[AVAILABLE DATA]
▽
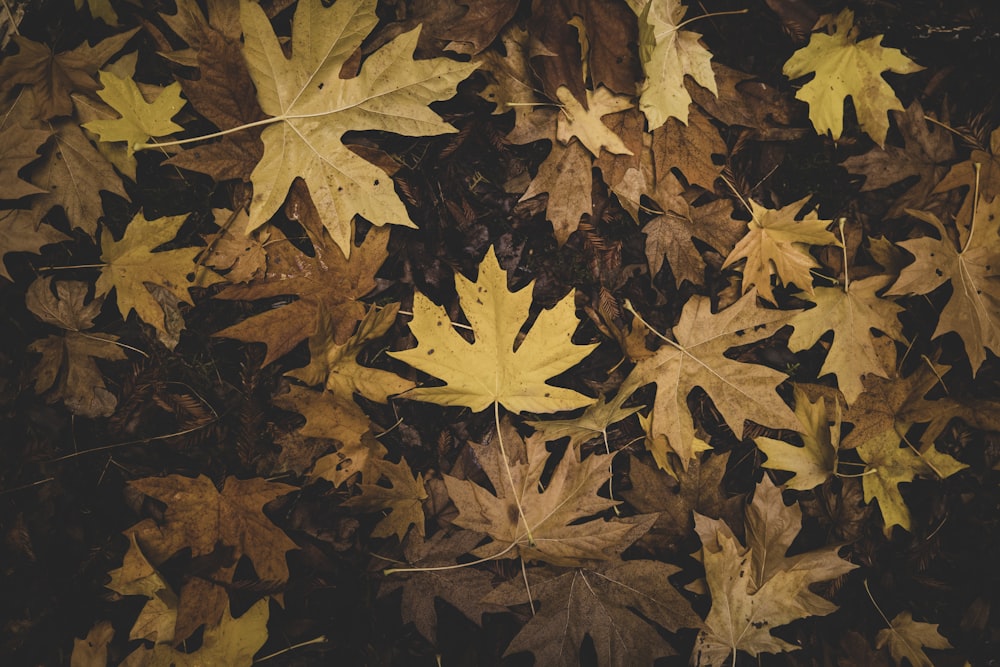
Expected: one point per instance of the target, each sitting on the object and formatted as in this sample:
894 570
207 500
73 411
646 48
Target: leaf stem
456 566
510 476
△
[TASK REQUIREMENTS] Copy out the listing without the picture, switching "leaf stem" to "flower stalk" and leaving every other line unchanged.

[TASK OUTPUT]
Expected: one point per instance of the target, each sitting on the object and formatted as in this sample:
894 570
207 500
73 411
646 48
Target: flower stalk
456 566
510 476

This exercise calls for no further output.